» EXPLORE THE MATERIAL:
1. In the article on the spinal compression radiation trial, what percentage of patients in the single-fraction arm had good ambulatory status at 8 weeks?
2. Reproduce part of the article on the spinal compression radiation trial word for word, beginning at the words "Single-fraction radiation could" and stopping after "patients, investigators suggest.".
3. Take the article on the spinal compression radiation trial further, continuing from its final sentence.

» PASSAGE TO READ:
====================

Single-fraction radiation could not be shown to be noninferior to multi-fraction radiation at improving walking function in patients with spinal compression from metastatic cancer, but the small differences seen in a noninferiority trial may not matter to patients, investigators suggest.
Among 686 patients with spinal compression from metastatic cancer randomly assigned in a clinical trial to receive either 8 Gy of radiation in a single fraction or 20 Gy delivered in 5 fractions over 5 consecutive days, 69.3% of patients in the single-fraction arm had good ambulatory status at 8 weeks, compared with 72.7% of patients in the multi-fraction arm (P for noninferiority = .06), reported Peter J Hoskin, BSc, MBBS, MD, of Mount Vernon Cancer Centre in Northwood, England, and colleagues.
The trial did not meet the endpoint of noninferiority of single-fraction radiation for improving ambulation at 8 weeks because the lower limit of the 95% confidence interval (CI) was –11.5%, overlapping the noninferiority margin of –11%.
“However, for all other time points, the CI limits were within the noninferiority margin, and the observed risk differences between single-fraction and multi-fraction radiotherapy groups in ambulatory status were small and unlikely to be of clinical importance,” the investigators wrote in.
The authors note that although radiotherapy is widely used as a palliative measure for patients with spinal canal compression caused my metastatic disease, there is no agreement on the optimum schedule, with some guidelines recommending higher doses in multiple fractions, and others recommending a single 8 Gy does for patients with painful spinal sites.

====================

» DATA SHOWN:

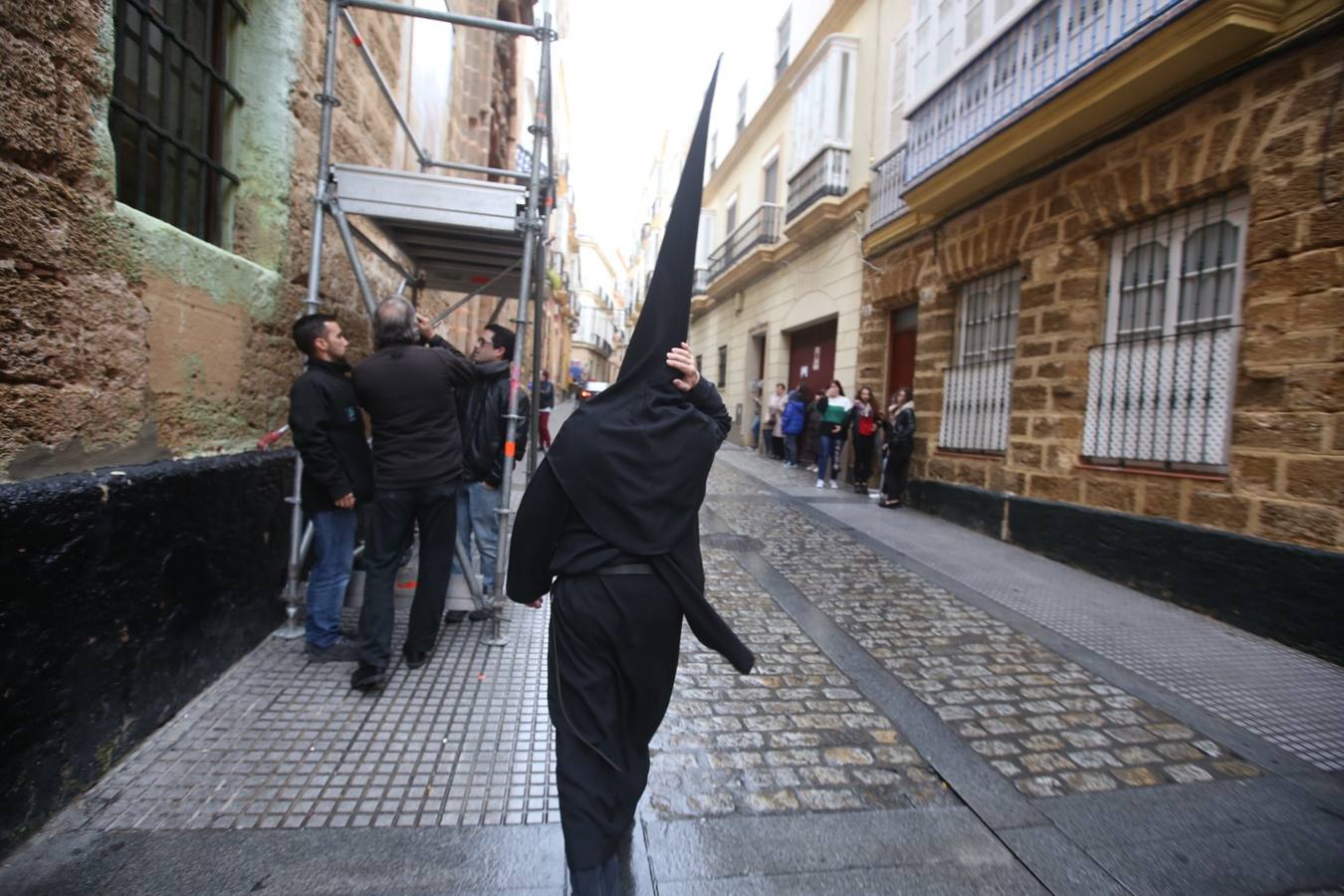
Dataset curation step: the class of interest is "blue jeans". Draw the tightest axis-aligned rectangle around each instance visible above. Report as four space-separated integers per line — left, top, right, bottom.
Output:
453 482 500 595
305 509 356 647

====================

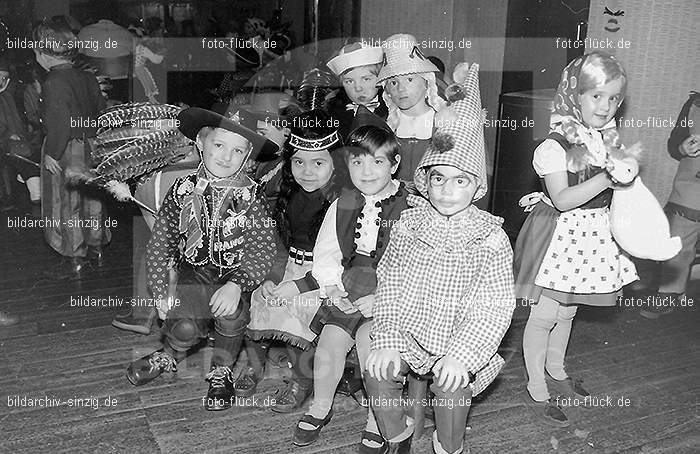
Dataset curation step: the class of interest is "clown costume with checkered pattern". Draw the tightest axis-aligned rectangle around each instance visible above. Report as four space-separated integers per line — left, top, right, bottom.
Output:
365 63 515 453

====================

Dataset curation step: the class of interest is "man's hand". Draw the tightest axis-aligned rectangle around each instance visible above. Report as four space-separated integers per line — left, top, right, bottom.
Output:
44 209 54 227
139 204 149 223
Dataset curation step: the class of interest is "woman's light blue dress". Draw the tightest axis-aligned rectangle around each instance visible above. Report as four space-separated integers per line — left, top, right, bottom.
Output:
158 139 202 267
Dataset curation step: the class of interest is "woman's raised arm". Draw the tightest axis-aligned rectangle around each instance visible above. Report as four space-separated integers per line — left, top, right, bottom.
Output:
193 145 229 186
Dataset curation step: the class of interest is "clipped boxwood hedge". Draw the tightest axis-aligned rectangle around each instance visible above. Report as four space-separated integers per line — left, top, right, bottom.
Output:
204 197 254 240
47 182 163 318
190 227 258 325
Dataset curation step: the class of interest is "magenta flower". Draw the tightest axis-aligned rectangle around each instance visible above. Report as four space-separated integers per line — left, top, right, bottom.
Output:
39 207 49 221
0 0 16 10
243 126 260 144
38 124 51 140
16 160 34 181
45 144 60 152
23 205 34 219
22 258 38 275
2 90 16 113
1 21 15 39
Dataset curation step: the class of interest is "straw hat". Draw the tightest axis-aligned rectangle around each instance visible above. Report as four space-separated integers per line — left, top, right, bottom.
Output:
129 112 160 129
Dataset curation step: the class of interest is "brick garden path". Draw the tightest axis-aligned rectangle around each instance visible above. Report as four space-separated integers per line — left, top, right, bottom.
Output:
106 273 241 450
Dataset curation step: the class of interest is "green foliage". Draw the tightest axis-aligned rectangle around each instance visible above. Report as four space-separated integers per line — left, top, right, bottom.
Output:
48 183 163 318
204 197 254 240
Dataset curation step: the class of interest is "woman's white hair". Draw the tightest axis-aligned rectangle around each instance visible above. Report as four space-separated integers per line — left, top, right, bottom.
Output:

====================

» YOUR RESPONSES:
1. 69.3%

2.
Single-fraction radiation could not be shown to be noninferior to multi-fraction radiation at improving walking function in patients with spinal compression from metastatic cancer, but the small differences seen in a noninferiority trial may not matter to patients, investigators suggest.

3.
To see whether single-fraction radiation could be noninferior to multi-fraction, the investigators enrolled patients in 42 sites in the United Kingdom and 5 in Australia into the SCORAD trial, and randomly assigned them to either single-fraction (345 patients) or multi-fraction (341 patients) radiation. The median age of those enrolled was 70 years, and 44% had prostate cancer, 19% had lung cancer, and 12% had breast cancer.
As noted, the primary endpoint of noninferiority of single-fraction radiation at improving ambulatory status at week 8 was not met. Ambulatory status was based on a 4-point scale and was classified as either grade 1: ambulatory without the use of aids and grade 5 of 5 of muscle power, or grade 2: ambulatory with aids or grade 4 of 5 of muscle power.
An analysis of secondary endpoints showed that the difference in ambulatory status grade 1 or 2 in the single- vs. multi-fraction group at week 1 was −0.4% (P value for noninferiority = .004), at week 4 it was −0.7% (P value for noninferiority = .01), and at week 12 it was 4.1% (P value for noninferiority = .002).
Overall survival rates at 12 weeks were 50% in the single-fraction group vs. 55% in the multi-fraction group; this difference was not statistically significant.
Of 11 other secondary endpoints analyzed, including ambulatory and safety endpoints, the between-group differences were not statistically significant or did not meet noninferiority criteria, the authors noted.
They concluded that although the trial did not meet the primary endpoint, ”the extent to which the lower bound of the CI overlapped with the noninferiority margin should be taken into account when interpreting the clinical importance of these findings.”
Cancer Research UK and Cancer Council Queensland funded the trial. Dr. Hoskin reported being supported by the National Institute for Health Research Manchester Biomedical Research Centre.